--- START ---
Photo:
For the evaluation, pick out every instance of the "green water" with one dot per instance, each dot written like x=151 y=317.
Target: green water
--- END ---
--- START ---
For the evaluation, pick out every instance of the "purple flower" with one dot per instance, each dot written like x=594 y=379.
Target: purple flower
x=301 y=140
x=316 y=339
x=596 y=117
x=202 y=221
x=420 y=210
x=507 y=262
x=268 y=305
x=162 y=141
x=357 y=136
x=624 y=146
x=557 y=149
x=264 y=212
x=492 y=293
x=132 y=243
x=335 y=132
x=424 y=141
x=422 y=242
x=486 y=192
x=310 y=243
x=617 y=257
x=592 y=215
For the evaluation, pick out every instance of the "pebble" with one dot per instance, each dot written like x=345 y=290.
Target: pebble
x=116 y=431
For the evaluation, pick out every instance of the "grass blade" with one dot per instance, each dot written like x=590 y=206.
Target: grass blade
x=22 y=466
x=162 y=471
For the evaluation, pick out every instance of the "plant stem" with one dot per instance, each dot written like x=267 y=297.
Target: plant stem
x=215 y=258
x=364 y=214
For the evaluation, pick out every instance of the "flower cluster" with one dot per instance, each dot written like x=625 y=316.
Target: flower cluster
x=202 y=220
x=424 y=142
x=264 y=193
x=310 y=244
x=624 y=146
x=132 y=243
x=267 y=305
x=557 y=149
--- END ---
Exercise task
Revise the records from the line containing "like x=594 y=379." through the line containing "x=492 y=293", both included, replacing "purple flower" with "lavender flower" and leaving everything else unchanged. Give only those lines.

Exercise answer
For the evaluation, pick out every instance of the "lavender flower" with one dot per instance, each dot written like x=594 y=379.
Target: lavender flower
x=301 y=140
x=316 y=339
x=596 y=117
x=202 y=221
x=420 y=210
x=507 y=262
x=268 y=305
x=162 y=141
x=357 y=136
x=624 y=146
x=557 y=149
x=264 y=212
x=492 y=293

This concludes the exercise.